## [Exercise 1]
In the article about the Hannibal pancreatic cancer walk, where is the walk being held?
## [Exercise 2]
From the article about the Hannibal pancreatic cancer walk, reproduce word for word the stretch from "Pancreatic Cancer research walk Hedges" through "Sodalis Nature Preserve.".

## [Passage for review]
----
‘It’s scary how fast it is’: Walk to raise money for pancreatic cancer research set for Saturday in Hannibal

Pancreatic Cancer research walk Hedges

Albert Barnard died in 2014 of pancreatic cancer, leaving behind his wife, Lora, and seven children. Front row, Connie Barnard and Lora Barnard; middle row, Albert Barnard and Chris Barnard; back row, Cindy Epperson, Cheryl Williams, Jim Barnard, Corey Barnard and Jennifer Barnard. | Photo Courtesy of Erin Hedges

HANNIBAL, Mo. — The statistics aren’t in Erin Hedges’ favor, but she remains determined.

Hedges is helping coordinate the Lustgarten Foundation’s sixth annual Pancreatic Cancer Research Walk on Saturday at the Sodalis Nature Preserve.

However, she doesn’t see from year to year many of the people she’s trying to help.

“When I started (the walk), pancreatic cancer only had a five-year survival rate of eight percent,” Hedges said. “In the seven years that I’ve been doing this, (the five-year survival rate is) only 10 percent now. We only have one survivor in seven years, and right now, she’s still fighting pancreatic cancer. Unfortunately, she was diagnosed with breast cancer on top of that. It spreads quickly and starts working on other parts of your body.”
----
## [Provided records]
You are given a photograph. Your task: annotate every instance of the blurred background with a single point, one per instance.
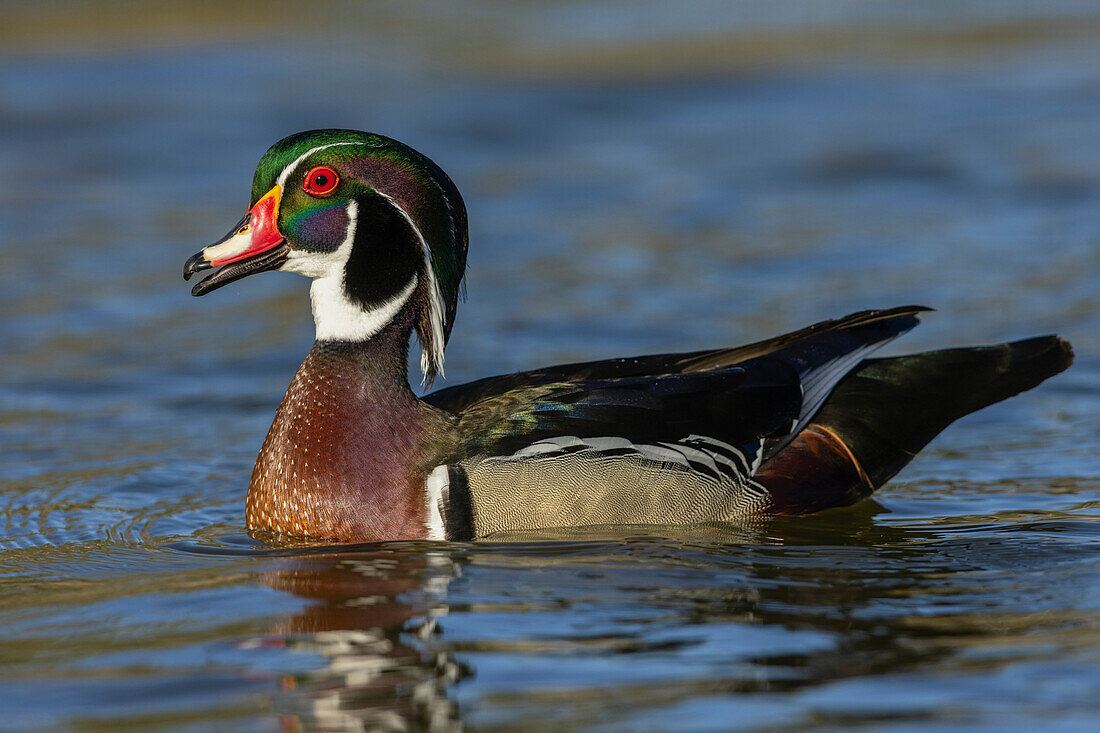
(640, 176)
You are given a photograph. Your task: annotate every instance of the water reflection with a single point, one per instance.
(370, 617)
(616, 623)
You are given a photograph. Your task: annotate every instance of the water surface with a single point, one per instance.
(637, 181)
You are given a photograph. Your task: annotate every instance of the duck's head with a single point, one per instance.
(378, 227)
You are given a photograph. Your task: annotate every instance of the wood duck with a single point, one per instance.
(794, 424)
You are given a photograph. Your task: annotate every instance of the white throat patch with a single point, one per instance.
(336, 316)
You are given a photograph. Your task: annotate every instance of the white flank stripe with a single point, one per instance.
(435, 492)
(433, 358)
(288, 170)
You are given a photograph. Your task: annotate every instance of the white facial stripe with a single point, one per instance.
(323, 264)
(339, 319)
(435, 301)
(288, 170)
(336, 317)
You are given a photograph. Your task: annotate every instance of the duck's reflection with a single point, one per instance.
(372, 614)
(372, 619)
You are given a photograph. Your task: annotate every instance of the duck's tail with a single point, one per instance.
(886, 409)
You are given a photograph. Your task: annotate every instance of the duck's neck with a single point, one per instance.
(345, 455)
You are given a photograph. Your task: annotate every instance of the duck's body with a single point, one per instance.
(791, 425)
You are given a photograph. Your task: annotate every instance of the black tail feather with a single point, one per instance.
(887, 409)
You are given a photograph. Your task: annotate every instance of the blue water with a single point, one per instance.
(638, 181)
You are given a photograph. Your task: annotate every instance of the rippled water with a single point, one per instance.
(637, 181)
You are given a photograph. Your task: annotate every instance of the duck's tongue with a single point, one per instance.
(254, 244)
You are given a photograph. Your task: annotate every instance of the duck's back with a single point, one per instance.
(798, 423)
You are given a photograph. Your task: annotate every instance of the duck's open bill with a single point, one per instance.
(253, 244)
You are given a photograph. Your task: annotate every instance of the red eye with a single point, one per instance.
----
## [Exercise answer 1]
The walk is being held at the Sodalis Nature Preserve in Hannibal, Missouri.

## [Exercise answer 2]
Pancreatic Cancer research walk Hedges

Albert Barnard died in 2014 of pancreatic cancer, leaving behind his wife, Lora, and seven children. Front row, Connie Barnard and Lora Barnard; middle row, Albert Barnard and Chris Barnard; back row, Cindy Epperson, Cheryl Williams, Jim Barnard, Corey Barnard and Jennifer Barnard. | Photo Courtesy of Erin Hedges

HANNIBAL, Mo. — The statistics aren’t in Erin Hedges’ favor, but she remains determined.

Hedges is helping coordinate the Lustgarten Foundation’s sixth annual Pancreatic Cancer Research Walk on Saturday at the Sodalis Nature Preserve.